WORK TO COMPLETE: Reproduce word for word the lines below, starting at the line containing "like [205, 62]." and ending with the final line of the rows.

++++++

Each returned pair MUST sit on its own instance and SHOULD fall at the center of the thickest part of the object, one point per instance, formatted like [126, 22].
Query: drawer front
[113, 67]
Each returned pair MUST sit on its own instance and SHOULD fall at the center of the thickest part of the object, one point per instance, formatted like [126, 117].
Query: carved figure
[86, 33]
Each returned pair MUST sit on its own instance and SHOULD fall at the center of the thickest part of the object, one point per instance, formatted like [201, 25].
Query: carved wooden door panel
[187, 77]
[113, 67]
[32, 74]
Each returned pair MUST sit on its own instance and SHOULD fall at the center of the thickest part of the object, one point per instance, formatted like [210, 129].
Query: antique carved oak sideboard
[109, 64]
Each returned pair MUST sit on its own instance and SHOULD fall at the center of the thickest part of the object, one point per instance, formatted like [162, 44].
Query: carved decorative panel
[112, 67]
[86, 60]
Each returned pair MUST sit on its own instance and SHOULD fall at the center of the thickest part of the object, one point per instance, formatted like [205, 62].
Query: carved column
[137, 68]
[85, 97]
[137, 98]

++++++

SOLUTION:
Each returned pair MUST sit on its own instance and SHOULD fall at the center of the thickest part of the object, one point per instance, formatted like [205, 62].
Query: carved column
[137, 68]
[85, 97]
[137, 98]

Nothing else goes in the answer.